What you need to do: In the data that follows, count the lines where "house" appears, and write only the number.

(Saved entries)
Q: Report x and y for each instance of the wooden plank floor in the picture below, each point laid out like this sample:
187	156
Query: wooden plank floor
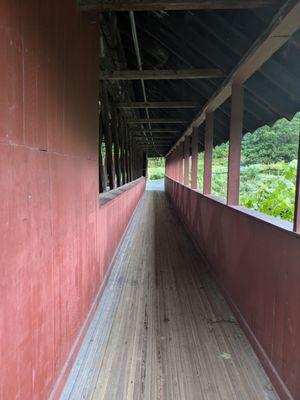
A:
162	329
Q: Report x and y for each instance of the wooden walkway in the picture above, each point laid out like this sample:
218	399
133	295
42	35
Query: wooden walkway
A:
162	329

...

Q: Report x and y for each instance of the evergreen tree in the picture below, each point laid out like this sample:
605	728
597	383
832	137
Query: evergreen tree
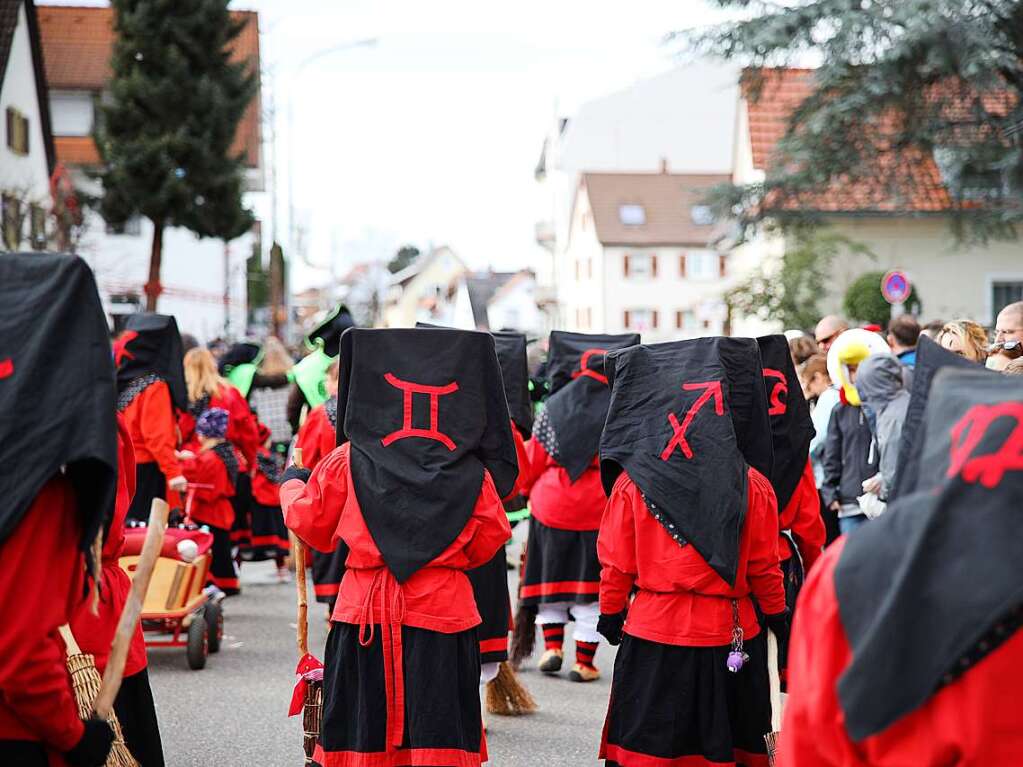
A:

==

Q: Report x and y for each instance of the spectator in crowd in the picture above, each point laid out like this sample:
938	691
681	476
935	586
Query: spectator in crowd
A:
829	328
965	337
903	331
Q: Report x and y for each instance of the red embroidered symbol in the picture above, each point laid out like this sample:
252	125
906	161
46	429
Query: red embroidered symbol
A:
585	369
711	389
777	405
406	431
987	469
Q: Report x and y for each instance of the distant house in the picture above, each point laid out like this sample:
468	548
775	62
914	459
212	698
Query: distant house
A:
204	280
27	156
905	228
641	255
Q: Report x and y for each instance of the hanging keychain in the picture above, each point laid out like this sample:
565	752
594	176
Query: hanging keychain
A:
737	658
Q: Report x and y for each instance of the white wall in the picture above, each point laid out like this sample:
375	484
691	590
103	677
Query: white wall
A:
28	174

Response to the exercise: 2